=== ARTICLE ===
# Rabbit Chasing



## R&R Farm (Jun 12, 2008)

My Anatolian pup will chase rabbits out of the pasture. I think I read somewhere that you shouldn't let them but I'm glad she does. She keeps them away from the wife's garden area. I don't really see where there could be a problem but am looking for advice to maybe head off future problems. Any opinions?.....Mike


----------



## Fowler (Jul 8, 2008)

I dont have any advice...as I too am new to raising LGD's so I will wait to read the answer you get...Tee-Hee...However...my boys barked at a turtle ....not just any turlte I am sure it had Ninja Turtle skills and ties to al-queida ...why else would they bark at it for 30 min til it left the yard?


----------



## Bearfootfarm (Jul 13, 2006)

As long as they aren't chasing sheep, I see no problem.


----------



## mekasmom (Jan 19, 2010)

My pyrs will chase stray cats that get onto the property. They will kill them if they catch them. They also kill skunks (ick, ick, ick) possums, etc. They have never chased my rabbits in the colony nor the adult chickens. They were afraid of the geese we had. 

I currently have an anatolian/pry mix that I bought from a lady on these boards. She seems to be fine with all animals that live here,, but will chase and try to play with them. But she is a puppy. She barks at stray cats which is fine. 

The first anatolian/akbash we had was just not a good choice. He was just too protective/aggressive and had prey drive. He killed chickens, rabbits, ducks, etc. And he was really too scary for my comfort around human strangers. He bit the vet, and acted really aggressive one day at their office, so I chose to have him put down. I was afraid he would hurt someone, and he was just too much of a liability for us. It was just too hard to control a 140lb dog that was determined to attack someone or something. He was good to us, but not to any strangers, and not good with animals.
===
OBJECTIVE 1
Retype the roof-eave labeling records below character for character.
The forum thread above has no connection to the records that follow.
=== STORED DATA ===
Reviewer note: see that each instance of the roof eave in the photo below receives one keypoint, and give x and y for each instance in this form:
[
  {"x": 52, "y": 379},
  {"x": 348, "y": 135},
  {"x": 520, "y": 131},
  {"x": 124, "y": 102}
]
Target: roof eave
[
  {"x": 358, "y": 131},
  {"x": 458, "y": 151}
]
===
OBJECTIVE 2
Extend the forum thread about guardian dogs chasing rabbits, picking up after its final post.

EXPECTED OUTPUT 1
Reviewer note: see that each instance of the roof eave in the photo below receives one keypoint, and give x and y for each instance in this form:
[
  {"x": 52, "y": 379},
  {"x": 348, "y": 135},
  {"x": 520, "y": 131},
  {"x": 124, "y": 102}
]
Target: roof eave
[
  {"x": 358, "y": 131},
  {"x": 458, "y": 151}
]

EXPECTED OUTPUT 2
My point in all this story is that it might just depend on the dog itself. I have never had a GP with lots of prey drive. But my first experience with an anatolian/akbash was not something I would want to repeat. It may have simply been the blood line he came from though.


----------



## wolffeathers (Dec 20, 2010)

I see no problems. They're job is to chase things that do not belong, if you're not raising the pup to guard pastured rabbits, then rabbits don't belong.

Just correct her if it ever elevates to chasing livestock.

I imagine that back in the day, LGDs were pretty much left to fend for themselves after whatever scraps they got from the shepherds. A wild rabbit would probably be fine snack for a hardworking LGD.


----------



## Goatress (Feb 4, 2011)

I agree with wolffeathers. Mine have chased skunks and caught them....don't go there, grin.... Anything is game if it does not live here and belong; they haven't bitten people but they've put them back and/or up on a porch till I got there, for sure. I keep tight handle on my dogs that is I am out there right quick if commotion starts to intervene if necessary. I think that is part of owning LGD, always potential for something, its up to us to maintain control as much as we can. But I'd say let them chase the dang flopears off and keep your garden growing. ;~)


----------



## westbrook (May 10, 2002)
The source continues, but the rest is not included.